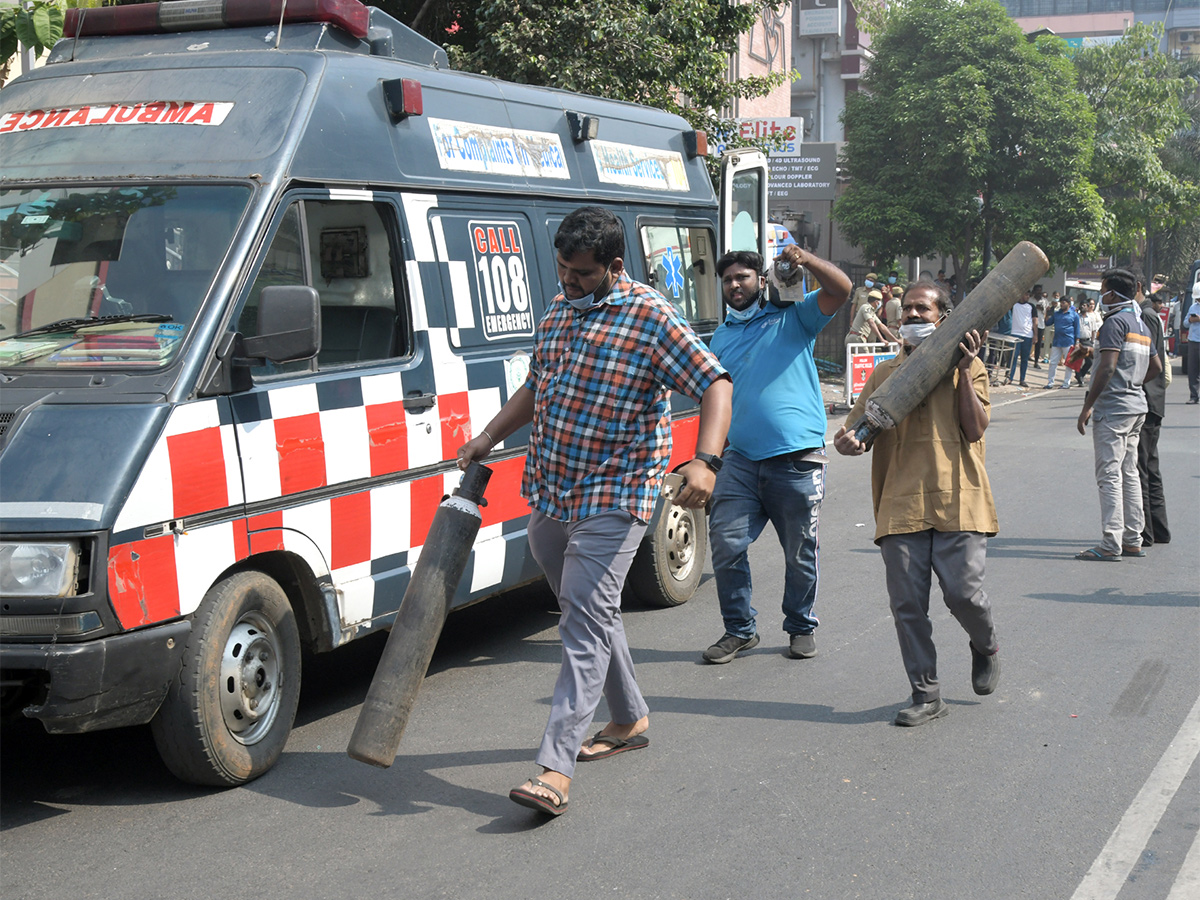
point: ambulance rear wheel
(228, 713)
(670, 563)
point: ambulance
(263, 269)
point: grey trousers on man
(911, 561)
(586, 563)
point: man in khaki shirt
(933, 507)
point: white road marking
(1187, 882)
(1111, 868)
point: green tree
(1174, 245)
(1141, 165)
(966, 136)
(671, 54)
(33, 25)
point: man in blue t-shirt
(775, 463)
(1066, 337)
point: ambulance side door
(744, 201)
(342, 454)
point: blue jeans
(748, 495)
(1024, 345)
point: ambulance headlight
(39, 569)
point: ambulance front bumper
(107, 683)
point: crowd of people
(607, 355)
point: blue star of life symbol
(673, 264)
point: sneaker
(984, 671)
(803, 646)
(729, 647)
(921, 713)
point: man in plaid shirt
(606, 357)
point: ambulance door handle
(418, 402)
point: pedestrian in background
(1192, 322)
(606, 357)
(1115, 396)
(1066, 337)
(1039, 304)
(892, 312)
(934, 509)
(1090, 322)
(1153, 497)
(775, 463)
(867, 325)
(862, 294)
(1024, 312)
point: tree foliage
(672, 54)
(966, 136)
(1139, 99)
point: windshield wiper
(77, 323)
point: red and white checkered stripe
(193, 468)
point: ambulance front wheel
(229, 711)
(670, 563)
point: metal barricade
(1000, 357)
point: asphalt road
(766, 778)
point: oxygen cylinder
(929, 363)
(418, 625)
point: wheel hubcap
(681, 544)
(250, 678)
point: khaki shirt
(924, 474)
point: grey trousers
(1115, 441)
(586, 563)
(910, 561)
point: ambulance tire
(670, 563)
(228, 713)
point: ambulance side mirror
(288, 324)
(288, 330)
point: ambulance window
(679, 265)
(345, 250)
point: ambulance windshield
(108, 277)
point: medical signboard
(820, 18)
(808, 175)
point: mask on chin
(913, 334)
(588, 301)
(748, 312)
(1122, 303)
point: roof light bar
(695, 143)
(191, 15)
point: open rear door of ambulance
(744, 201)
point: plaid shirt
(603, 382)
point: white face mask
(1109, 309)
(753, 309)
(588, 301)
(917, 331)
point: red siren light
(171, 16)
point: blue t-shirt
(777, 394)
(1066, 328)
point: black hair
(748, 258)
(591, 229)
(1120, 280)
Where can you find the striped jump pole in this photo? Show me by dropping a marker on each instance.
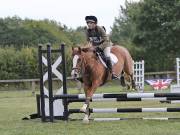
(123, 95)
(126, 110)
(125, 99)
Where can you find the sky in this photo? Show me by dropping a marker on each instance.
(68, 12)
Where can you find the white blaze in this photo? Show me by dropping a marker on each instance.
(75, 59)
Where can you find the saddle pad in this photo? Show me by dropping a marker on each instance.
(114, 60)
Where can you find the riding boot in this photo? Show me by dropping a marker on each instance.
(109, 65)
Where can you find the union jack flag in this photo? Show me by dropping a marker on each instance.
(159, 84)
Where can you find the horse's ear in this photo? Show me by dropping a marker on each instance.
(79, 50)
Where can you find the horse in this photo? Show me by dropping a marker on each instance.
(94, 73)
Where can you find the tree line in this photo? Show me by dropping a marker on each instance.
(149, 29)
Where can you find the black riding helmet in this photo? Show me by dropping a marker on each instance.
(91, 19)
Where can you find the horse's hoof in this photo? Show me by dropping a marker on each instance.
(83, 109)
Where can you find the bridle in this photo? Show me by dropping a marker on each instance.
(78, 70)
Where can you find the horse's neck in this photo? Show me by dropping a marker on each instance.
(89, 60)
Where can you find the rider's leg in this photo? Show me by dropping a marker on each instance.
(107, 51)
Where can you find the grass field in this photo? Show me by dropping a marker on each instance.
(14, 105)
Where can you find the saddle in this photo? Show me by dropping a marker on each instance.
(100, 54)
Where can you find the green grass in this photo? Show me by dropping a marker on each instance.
---*---
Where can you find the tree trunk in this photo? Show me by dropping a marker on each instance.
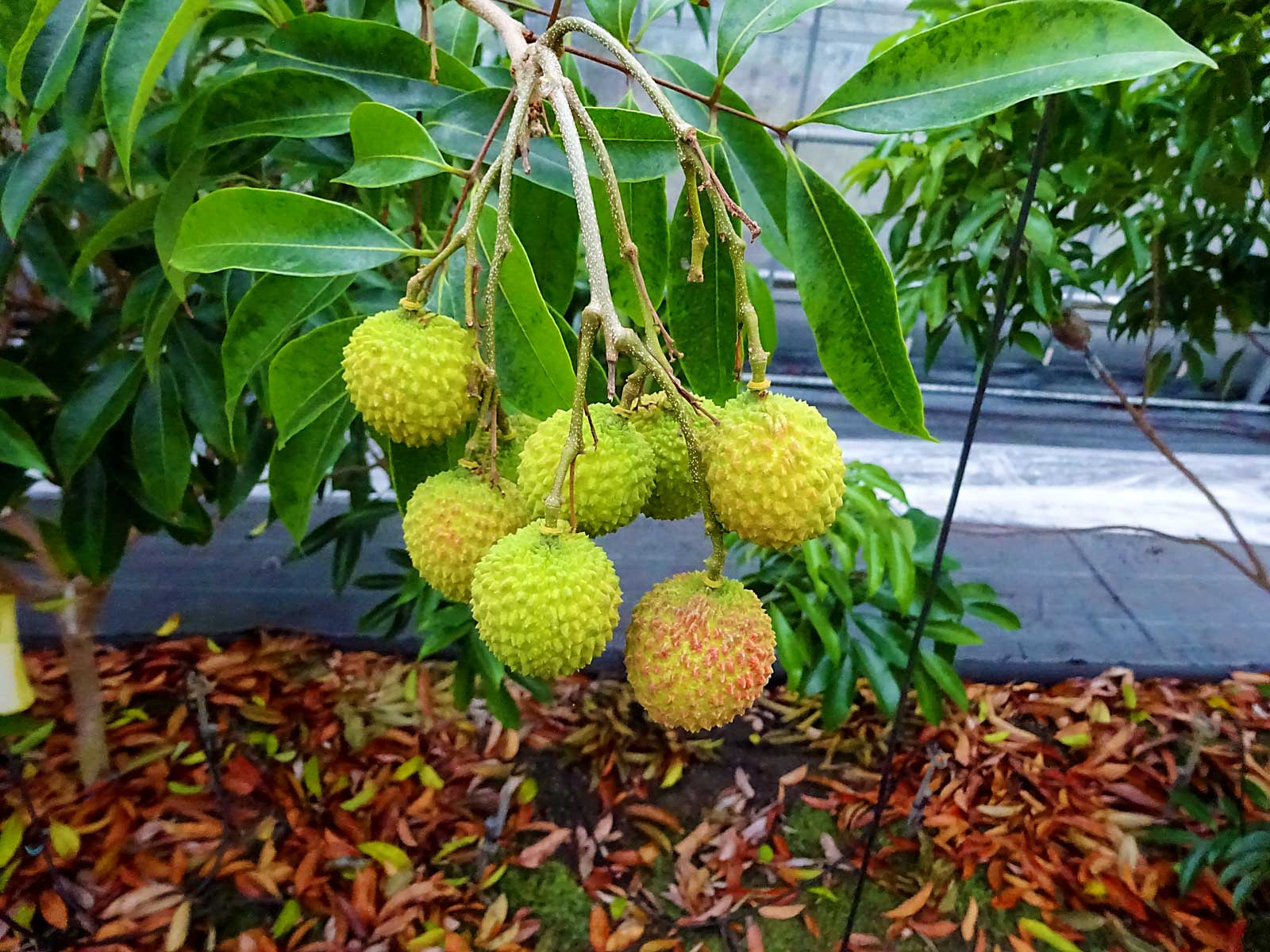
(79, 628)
---*---
## YOUR GOAL
Convert the material from the line containing "Where can you find the grass" through the line containing "Where can you find the green" into a Markdown table with the columns "No." and "Entry": number each line in sequence, place it in its own row, and omit blank lines.

## THE OUTPUT
| No. | Entry |
|---|---|
| 1 | Where can you find the grass field in this photo? Show me by dropping a marker on each instance. |
| 2 | (14, 105) |
| 3 | Where can you find the saddle in this photo? Show me by dropping a marker on each instance. |
| 4 | (100, 54) |
| 5 | Where can you find the green grass in this photo? Show me by dropping a marker on each instance. |